*Quoted text*:
I'm performing an INSERT INTO TABLE1 (...) SELECT ... FROM TABLE2
Table2 is just a bunch of varchar fields where TABLE1 has the right types.
This script will be put into a sproc and executed from an SSIS package. The SSIS package first imports 5 large flat files into TABLE2.
Here is a sample error message: "The conversion of a char data type to a datetime data type resulted in an out-of-range datetime value."
There are many date fields. In TABLE2, there are data values like '02/05/1075' for Birthdate. I want to examine each row that is causing the error, so I can report to the department responsible for the bad data so they can correct it.

This is not the way to do it with SSIS. You should have the data flow from your source, to your destination, with whatever transformations you need in the middle. You'll be able to get error details, and in fact, error rows by using the error output of the destination.
I often send the error output of a destination to another destination - a text file, or a table set up to permit everything, including data that would not have been valid in the real destination.
Actually, if you do this the standard way in SSIS, then data type mismatches should be detected at design time.

What I do is split the rowset in half with a WHERE clause:
INSERT MyTable(id, datecol) SELECT id, datecol FROM OtherTable WHERE ID BETWEEN 0 AND 40,000
and then keep changing the values on the between part of the where clause. I've done this by hand many times, but it occurs to me that you could automate the splitting with a little .Net code in a loop, trapping exceptions and then narrowing it down to just the row throwing the exception, little by little.

I assume you do the update with the INSERT INTO ...
Instead try to do the update with the cursor, use exception handling to catch the error and log all you need: the row number it failed on etc.

Not exactly a cursor, but as effective - I had over 4 million rows to examine with multiple conversion failrues. Here is what I used, and it resulted in a two temp tables one with all my values and assigned rows and one that simply contained a list of rows in the first temp table that failed to convert.

*Entries provided*:
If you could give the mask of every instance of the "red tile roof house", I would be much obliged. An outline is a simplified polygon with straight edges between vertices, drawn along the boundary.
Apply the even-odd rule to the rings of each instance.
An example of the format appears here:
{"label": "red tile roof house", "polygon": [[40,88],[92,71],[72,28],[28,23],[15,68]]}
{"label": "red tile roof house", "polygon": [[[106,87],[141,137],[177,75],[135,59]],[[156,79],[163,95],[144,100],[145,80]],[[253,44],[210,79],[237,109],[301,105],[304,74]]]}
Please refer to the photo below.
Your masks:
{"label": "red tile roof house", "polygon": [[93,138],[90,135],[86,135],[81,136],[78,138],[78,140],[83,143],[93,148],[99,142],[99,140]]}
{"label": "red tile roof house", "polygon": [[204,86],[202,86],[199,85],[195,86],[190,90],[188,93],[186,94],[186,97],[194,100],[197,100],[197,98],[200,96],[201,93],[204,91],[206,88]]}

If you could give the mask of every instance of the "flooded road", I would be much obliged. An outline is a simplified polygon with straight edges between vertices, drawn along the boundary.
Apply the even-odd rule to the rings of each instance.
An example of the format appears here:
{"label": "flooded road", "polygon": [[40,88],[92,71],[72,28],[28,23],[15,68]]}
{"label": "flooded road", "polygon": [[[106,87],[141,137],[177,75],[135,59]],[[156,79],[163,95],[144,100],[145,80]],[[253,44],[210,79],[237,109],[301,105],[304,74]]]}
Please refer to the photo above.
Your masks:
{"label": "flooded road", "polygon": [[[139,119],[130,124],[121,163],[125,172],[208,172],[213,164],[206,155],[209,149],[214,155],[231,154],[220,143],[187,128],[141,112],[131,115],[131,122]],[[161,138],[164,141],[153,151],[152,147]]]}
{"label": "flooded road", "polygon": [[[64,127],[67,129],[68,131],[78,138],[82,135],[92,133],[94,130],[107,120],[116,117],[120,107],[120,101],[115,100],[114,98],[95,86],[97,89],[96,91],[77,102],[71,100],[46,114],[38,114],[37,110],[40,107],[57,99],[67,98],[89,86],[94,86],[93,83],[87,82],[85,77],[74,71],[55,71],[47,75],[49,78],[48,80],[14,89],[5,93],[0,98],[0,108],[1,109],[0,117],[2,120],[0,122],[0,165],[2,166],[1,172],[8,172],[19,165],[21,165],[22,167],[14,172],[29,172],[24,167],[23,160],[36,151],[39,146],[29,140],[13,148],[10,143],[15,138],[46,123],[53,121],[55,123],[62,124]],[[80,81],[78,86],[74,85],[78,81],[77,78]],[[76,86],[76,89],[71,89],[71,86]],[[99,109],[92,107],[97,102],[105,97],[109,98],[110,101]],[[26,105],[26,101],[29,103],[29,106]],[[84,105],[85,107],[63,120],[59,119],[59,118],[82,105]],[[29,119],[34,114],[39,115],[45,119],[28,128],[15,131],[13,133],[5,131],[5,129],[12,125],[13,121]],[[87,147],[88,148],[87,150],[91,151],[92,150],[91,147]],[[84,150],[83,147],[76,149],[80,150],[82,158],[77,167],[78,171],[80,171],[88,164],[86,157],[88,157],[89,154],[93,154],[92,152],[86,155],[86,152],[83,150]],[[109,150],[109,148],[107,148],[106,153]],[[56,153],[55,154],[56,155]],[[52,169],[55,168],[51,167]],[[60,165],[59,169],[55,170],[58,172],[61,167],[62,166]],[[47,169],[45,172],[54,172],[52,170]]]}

*Written instruction A*:
Write out the part of the conversion-error thread that opens with the words containing "What I do is" and closes with "INSERT INTO ...".
*Written instruction B*:
Answer these questions from the conversion-error thread:
(i) How many large flat files does the SSIS package import into TABLE2 first?
(ii) What sample Birthdate value does the first poster give from TABLE2?
(iii) How many rows did the final poster have to examine?
*Written instruction C*:
List every distinct table name that appears in the conversion-error thread.

*Task response A*:
What I do is split the rowset in half with a WHERE clause:
INSERT MyTable(id, datecol) SELECT id, datecol FROM OtherTable WHERE ID BETWEEN 0 AND 40,000
and then keep changing the values on the between part of the where clause. I've done this by hand many times, but it occurs to me that you could automate the splitting with a little .Net code in a loop, trapping exceptions and then narrowing it down to just the row throwing the exception, little by little.

I assume you do the update with the INSERT INTO ...

*Task response B*:
(i) 5
(ii) '02/05/1075'
(iii) Over 4 million

*Task response C*:
TABLE1
TABLE2
MyTable
OtherTable